OPDRACHTEN:
A. Hernoem in de tekst uit 1 Koningen 6 "Salomo" tot "Salomon" en geef het stuk tussen "In the four hundred" en "in zijn hoogte.", beide inbegrepen, opnieuw weer.
B. Zet de tekst uit 1 Koningen 6 voort vanaf de laatste zin die er staat.

**** PAGINAFRAGMENT

< 1 Koningen 6 >

1 Het geschiedde nu in het vierhonderd en tachtigste jaar, na den uitgang der kinderen Israels uit Egypte, in het vierde jaar van het koninkrijk van Salomo over Israel, in de maand Ziv (deze is de tweede maand), dat hij het huis des HEEREN bouwde.
In the four hundred and eightieth year after the children of Israel had come out of the land of Egypt, in the fourth year of Solomon’s reign over Israel, in the month Ziv, which is the second month, he began to build the LORD’s house.
2 En dat huis, hetwelk de koning Salomo den HEERE bouwde, was van zestig ellen in zijn lengte, en van twintig in zijn breedte, en van dertig ellen in zijn hoogte.
The house which King Solomon built for the LORD had a length of sixty cubits, and its width twenty, and its height thirty cubits.

********
**** GEGEVENS

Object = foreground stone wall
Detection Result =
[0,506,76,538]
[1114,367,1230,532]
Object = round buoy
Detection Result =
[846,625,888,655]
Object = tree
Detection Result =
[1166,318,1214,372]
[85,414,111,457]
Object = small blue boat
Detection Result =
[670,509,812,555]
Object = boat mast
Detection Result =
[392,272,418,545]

********
**** GEGEVENS

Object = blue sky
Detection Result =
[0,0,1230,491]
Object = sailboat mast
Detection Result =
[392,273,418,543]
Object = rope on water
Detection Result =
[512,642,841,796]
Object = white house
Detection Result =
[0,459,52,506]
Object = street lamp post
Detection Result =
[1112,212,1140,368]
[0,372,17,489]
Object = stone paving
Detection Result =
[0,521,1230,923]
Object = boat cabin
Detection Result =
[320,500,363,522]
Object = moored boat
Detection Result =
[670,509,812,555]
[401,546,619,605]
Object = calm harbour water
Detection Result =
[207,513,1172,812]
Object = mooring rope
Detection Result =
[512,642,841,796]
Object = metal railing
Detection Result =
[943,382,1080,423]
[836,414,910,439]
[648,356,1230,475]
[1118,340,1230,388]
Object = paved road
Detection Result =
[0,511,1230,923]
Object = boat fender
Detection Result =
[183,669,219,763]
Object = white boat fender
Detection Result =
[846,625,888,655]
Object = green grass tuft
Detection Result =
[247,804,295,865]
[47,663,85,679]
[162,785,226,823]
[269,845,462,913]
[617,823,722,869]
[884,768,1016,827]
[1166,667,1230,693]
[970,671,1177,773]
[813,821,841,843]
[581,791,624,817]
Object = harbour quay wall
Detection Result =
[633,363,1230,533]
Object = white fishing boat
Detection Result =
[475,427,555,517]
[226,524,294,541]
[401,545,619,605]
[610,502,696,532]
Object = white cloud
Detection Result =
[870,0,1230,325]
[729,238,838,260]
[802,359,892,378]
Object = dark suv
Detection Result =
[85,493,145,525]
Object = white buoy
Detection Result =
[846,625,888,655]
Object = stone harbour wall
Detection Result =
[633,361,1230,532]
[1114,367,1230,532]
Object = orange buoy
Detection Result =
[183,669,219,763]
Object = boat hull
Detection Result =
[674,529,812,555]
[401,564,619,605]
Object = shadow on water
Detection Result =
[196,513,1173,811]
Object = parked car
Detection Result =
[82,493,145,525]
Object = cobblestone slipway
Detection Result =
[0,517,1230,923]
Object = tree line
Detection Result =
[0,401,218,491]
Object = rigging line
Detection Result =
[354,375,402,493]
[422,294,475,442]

********
**** GEGEVENS

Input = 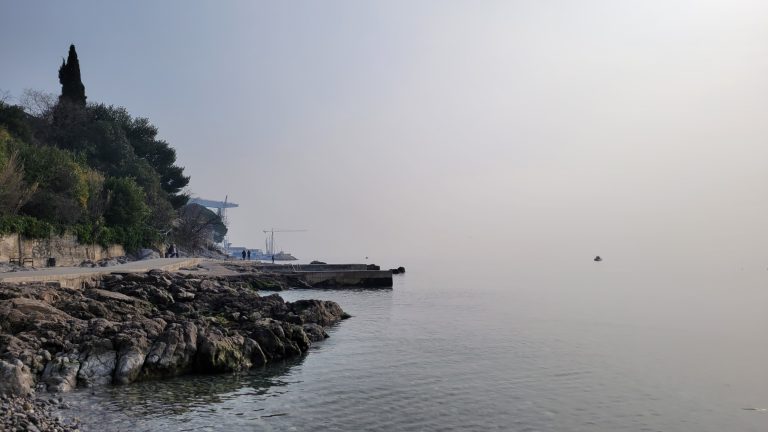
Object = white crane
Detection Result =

********

RESULTATEN PER OPDRACHT:
A.
In the four hundred and eightieth year after the children of Israel had come out of the land of Egypt, in the fourth year of Solomon’s reign over Israel, in the month Ziv, which is the second month, he began to build the LORD’s house.
2 En dat huis, hetwelk de koning Salomon den HEERE bouwde, was van zestig ellen in zijn lengte, en van twintig in zijn breedte, en van dertig ellen in zijn hoogte.

B.
3 En het voorhuis, vooraan den tempel van dat huis, was in zijn lengte van twintig ellen, naar de breedte van het huis, tien ellen in zijn breedte, vooraan het huis.
The porch in front of the temple of the house had a length of twenty cubits, which was along the width of the house. Ten cubits was its width in front of the house.
4 En hij maakte vensteren aan het huis van gesloten uitzichten.
He made windows of fixed lattice work for the house.
5 En rondom aan den wand van het huis bouwde hij kameren, aan de wanden van het huis rondom, beide van den tempel en van de aanspraakplaats. Alzo maakte hij zijkameren rondom.
Against the wall of the house, he built floors all around, against the walls of the house all around, both of the temple and of the inner sanctuary; and he made side rooms all around.
6 De onderste kamer was van vijf ellen in haar breedte, en de middelste van zes ellen in haar breedte, en de derde van zeven ellen in haar breedte; want hij had aan het huis rondom buitenwaarts inkortingen gemaakt, opdat zij zich niet hielden in de wanden van het huis.
The lowest floor was five cubits wide, and the middle was six cubits wide, and the third was seven cubits wide; for on the outside he made offsets in the wall of the house all around, that the beams should not be inserted into the walls of the house.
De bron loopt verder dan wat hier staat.